_Set task_: Copy the records below word for word, keeping every line intact.

_Data to process_:
################
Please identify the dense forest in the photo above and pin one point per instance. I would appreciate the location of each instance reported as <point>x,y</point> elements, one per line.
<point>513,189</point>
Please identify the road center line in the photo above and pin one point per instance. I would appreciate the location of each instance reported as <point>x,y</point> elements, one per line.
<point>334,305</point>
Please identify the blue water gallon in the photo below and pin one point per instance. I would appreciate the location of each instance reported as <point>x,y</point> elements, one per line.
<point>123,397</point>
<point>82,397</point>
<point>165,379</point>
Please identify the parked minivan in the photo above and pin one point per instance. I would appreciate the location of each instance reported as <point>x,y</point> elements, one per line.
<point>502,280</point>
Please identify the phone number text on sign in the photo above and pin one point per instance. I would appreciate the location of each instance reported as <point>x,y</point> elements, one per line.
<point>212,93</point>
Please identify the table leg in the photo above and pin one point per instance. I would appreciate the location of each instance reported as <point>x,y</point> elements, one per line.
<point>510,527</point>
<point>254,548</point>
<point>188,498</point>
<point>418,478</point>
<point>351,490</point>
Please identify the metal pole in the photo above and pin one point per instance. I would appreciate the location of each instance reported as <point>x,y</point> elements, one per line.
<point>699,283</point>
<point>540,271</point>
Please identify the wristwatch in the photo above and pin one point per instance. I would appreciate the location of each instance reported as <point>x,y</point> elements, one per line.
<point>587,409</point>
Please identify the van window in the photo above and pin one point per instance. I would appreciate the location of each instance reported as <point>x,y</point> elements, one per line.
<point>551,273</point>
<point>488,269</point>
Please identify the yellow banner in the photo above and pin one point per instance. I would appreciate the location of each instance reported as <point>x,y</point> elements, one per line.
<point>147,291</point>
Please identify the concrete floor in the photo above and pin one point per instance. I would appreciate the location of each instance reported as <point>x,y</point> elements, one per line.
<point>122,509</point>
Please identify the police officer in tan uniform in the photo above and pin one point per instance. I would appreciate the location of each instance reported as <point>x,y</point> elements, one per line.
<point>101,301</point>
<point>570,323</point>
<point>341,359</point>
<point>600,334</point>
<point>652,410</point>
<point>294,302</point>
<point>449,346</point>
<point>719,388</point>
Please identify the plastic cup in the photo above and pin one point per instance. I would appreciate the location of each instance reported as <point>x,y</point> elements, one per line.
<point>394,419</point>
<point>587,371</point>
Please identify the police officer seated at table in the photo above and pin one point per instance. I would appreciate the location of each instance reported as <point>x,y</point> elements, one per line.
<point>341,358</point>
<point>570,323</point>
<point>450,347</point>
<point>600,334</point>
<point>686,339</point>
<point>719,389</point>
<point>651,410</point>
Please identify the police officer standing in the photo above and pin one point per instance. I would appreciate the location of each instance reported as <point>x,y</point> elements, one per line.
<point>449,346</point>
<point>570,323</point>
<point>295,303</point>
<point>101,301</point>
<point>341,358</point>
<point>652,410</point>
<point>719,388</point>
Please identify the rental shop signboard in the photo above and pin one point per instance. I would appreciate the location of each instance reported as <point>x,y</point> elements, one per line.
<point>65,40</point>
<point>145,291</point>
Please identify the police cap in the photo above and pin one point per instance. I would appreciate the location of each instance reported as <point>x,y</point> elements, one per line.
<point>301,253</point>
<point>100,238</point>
################
_Response to this exercise_:
Please identify the dense forest in the photo above and pin one point per instance. I would appreciate the location of each instance reported as <point>x,y</point> elements, one per line.
<point>513,189</point>
Please identify the road center line in the photo above and pin one point per instance. I would appreciate the location of each instance reported as <point>x,y</point> elements, one per line.
<point>334,305</point>
Please identify the blue water gallon in the photo below and pin one point per instance. I would appreciate the location of each instance reported as <point>x,y</point> elements, one per line.
<point>123,397</point>
<point>82,397</point>
<point>165,379</point>
Please identify the parked minivan in the photo above and pin one point per instance. I would appreciate the location of each instance reported as <point>x,y</point> elements, one per line.
<point>502,280</point>
Please identify the phone number text on sign in the photo above and pin one point per instance. I would appreciate the location of each instance reported as <point>x,y</point> elements, one per line.
<point>212,93</point>
Please identify the table leg in the photo above and pin one point per instance. I would appreciate the location of each instance reported as <point>x,y</point> elements, one per line.
<point>510,527</point>
<point>254,548</point>
<point>188,498</point>
<point>418,478</point>
<point>351,490</point>
Please identify the metal pole in the photo above and pin one point per instance. I would appreciate the location of each instance reported as <point>x,y</point> elements, one per line.
<point>699,283</point>
<point>540,271</point>
Please identify the wristwatch in the photo above and pin one point per instance. I would appreciate the location of each instance reported as <point>x,y</point> elements, one per line.
<point>587,409</point>
Please identify the van window in the photo above and pin one point per instance. I would appreciate the location of each instance reported as <point>x,y</point> elements, one per line.
<point>551,273</point>
<point>488,269</point>
Please identify the yellow banner in the photo above and pin one point per instance. I would appreciate the location of each instance reported as <point>x,y</point> elements, one per line.
<point>147,291</point>
Please identify the concrete floor in the photo above and pin one point per instance. I would appreciate the location of each instance reported as <point>x,y</point> elements, one per line.
<point>122,509</point>
Please identify the police officer in tan uniform in the photo above and pin one point per instance. I would appreciate the location of each instance reported as <point>x,y</point> elements, one per line.
<point>101,301</point>
<point>570,323</point>
<point>341,359</point>
<point>600,334</point>
<point>652,410</point>
<point>294,302</point>
<point>449,346</point>
<point>719,388</point>
Please identify the plastic cup in the photo above and pin one point per instance. I would appreciate the location of each instance reported as <point>x,y</point> elements, one per line.
<point>394,419</point>
<point>587,371</point>
Please identify the police officer seated at table in the photo above and pin one point per instance. I would appreciate the location of each instance reported as <point>x,y</point> elements, one per line.
<point>341,358</point>
<point>570,323</point>
<point>450,347</point>
<point>600,334</point>
<point>686,339</point>
<point>719,389</point>
<point>651,410</point>
Please identify the police officer standing in the photo above and pin one point per instance. I would appreciate the location of each instance reported as <point>x,y</point> elements, one per line.
<point>449,346</point>
<point>570,323</point>
<point>295,303</point>
<point>101,301</point>
<point>341,358</point>
<point>652,410</point>
<point>719,388</point>
Please identify the rental shop signboard in the photo above and pin one point per instance. I would appreciate the location of each instance reported as <point>x,y</point> elements, one per line.
<point>65,40</point>
<point>145,291</point>
Please identify the police cap in the photo above and pin one point per instance. I would appreciate the location of each instance reported as <point>x,y</point> elements, one per line.
<point>301,253</point>
<point>100,238</point>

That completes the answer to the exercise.